# START OF ARTICLE

Judge Grimm, Victor Stanley, And The Problem Of “Black-Box” E-Discovery Search

by Will Uppington on August 22nd, 2008

Judge Paul Grimm’s recent opinion in Victor Stanley, Inc. v. Creative Pipe, Inc., 2008 WL 2221841 (D. Md. May 29, 2008) provides valuable guidance on one of the most important issues in e-discovery: how to conduct keyword searches in a defensible manner given that keyword searches are prone to produce over- and under-inclusive results.  The ruling suggests one of two approaches: either producing parties should adopt a “collaborative” approach to conducting keyword searches, whereby each party agrees on a search methodology; or, they should use a “best practices” approach, such as the one suggested by Sedona, where the producing party tests, samples, and iteratively refines searches so that they can demonstrate they have taken reasonable measures to reduce over- and under-inclusive results.

While the guidance is clear, following the guidance in practice is very difficult.  The primary reason for this is that the search technology being used in e-discovery today is not up to the task.  Specifically, today’s search technology suffers from three problems:

  1. The over- and under-inclusive tradeoff. Many technologies have been developed to address the tendency of keyword searches to miss relevant documents and produce under-inclusive results.  Wildcard and stemming technology has been developed in order to address the issue of finding common word variations in specified keywords.  Concept search has been designed to find documents containing words with similar meanings to the keywords in a search.  And fuzzy search technologies have been put in place to find misspellings of words. However, all of these suffer from the same problem: they produce too many non-relevant or “false positive” documents thus driving up the cost of review. For example, if someone runs the wildcard search “divers*”, then he or she not only gets the desired documents containing “diverse” and “diversity”, but also gets a large number of false positive documents containing “diversion”, “diversification”, and so on.  In the case of concept and fuzzy search, the problem is so great that these technologies to date have rarely been used in e-discovery.

# END OF ARTICLE

REQUIRED ACTIONS
**A.** From the e-discovery search article, extract word for word the stretch from "Judge Paul Grimm’s" through "reduce over- and under-inclusive results.".
**B.** Condense the paragraph of the e-discovery search article that begins "Judge Paul Grimm's recent opinion" into a short lead sentence and a list of the approaches it names.
**C.** Write what comes next in the e-discovery search article, beginning right after its final sentence.
The data after this point is separate material, unrelated to the e-discovery search article.

# START OF RECORDED DATA

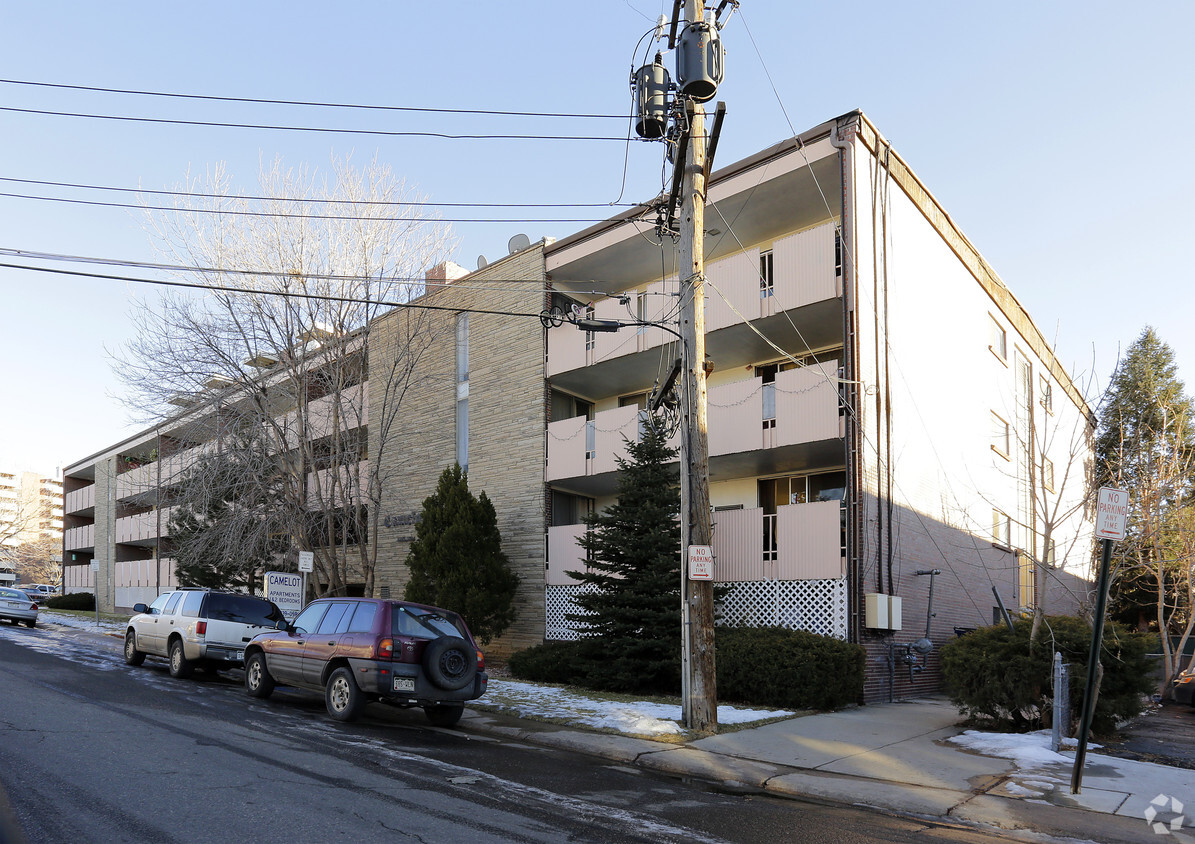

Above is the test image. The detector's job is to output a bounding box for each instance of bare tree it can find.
[117,154,451,594]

# END OF RECORDED DATA

RESPONSES
**A.**
Judge Paul Grimm’s recent opinion in Victor Stanley, Inc. v. Creative Pipe, Inc., 2008 WL 2221841 (D. Md. May 29, 2008) provides valuable guidance on one of the most important issues in e-discovery: how to conduct keyword searches in a defensible manner given that keyword searches are prone to produce over- and under-inclusive results.  The ruling suggests one of two approaches: either producing parties should adopt a “collaborative” approach to conducting keyword searches, whereby each party agrees on a search methodology; or, they should use a “best practices” approach, such as the one suggested by Sedona, where the producing party tests, samples, and iteratively refines searches so that they can demonstrate they have taken reasonable measures to reduce over- and under-inclusive results.

**B.**
Judge Paul Grimm's opinion in Victor Stanley, Inc. v. Creative Pipe, Inc., 2008 WL 2221841 (D. Md. May 29, 2008) offers guidance on conducting keyword searches defensibly, since such searches tend to produce over- and under-inclusive results. The ruling suggests two approaches:
- Collaborative: the parties agree on a search methodology.
- Best practices (such as Sedona's): the producing party tests, samples, and iteratively refines searches to show it took reasonable measures to reduce over- and under-inclusive results.

**C.**
  2. Too expensive to test, sample and refine searches. Today’s search technologies are largely designed to run one search at a time, not the dozens of searches that are typical in e-discovery. As a result, anyone trying to follow the best practices of testing, sampling, and refining each search will find themselves missing deadlines and running over budget because it takes so long. This also makes collaboration with the opposing party close to impossible, since there’s little time to iterate on – and agree upon – a set of keyword searches.
  3. Manual documentation. It’s not enough for producing parties to use best practices, they have to document them so that they can “show their work” to the court. Currently, documenting the search refinement process is mostly manual, with the result that it is either done inadequately or not at all.

The reason why the search technology used for e-discovery has these problems is surprisingly simple: it’s because the technology was not designed for e-discovery in the first place. Rather, it was built for enterprise search, and was only later repurposed towards e-discovery.

The “Black Box” Of Enterprise Search

The core issue is that enterprise search technology has been designed to be a “black box”. Users enter a single search query into one end, and get results at the other, with no visibility into what happens in between. Going back to our previous example, when a user searches for “divers*” intending to find documents related to “diversity” or “diverse”, enterprise search engines give the user no visibility into the crucial step of query expansion and how it expands the search query into relevant and non-relevant terms like “diversion” and “diversification”. As a result, the user has no ability to minimize the false positives.

In the same vein, when a user enters multiple queries into a “black box” enterprise search engine, all of the queries run as a single search, and the user has no visibility into which results are associated with which query. For example, a user that searches for “hiring OR interview” will get the results for the combination of the queries “hiring” and “interview”. He or she won’t know that only 5 of documents contained “hiring” while 100 documents contained “interview.”  This limitation makes analyzing, sampling and refining searches costly and time consuming.

That’s not say that enterprise search products like Autonomy or Endeca are flawed. Far from it.  Their “black box” design works exceedingly well for the simple and quick queries that people want to run across the enterprise for general business purposes. If a sales manager is looking for a single proposal for her meeting the following day, then she doesn’t care how the search was performed or if it’s over-inclusive.  She’s only interested in the first page of relevant results, and for that use case enterprise search engines do a great job.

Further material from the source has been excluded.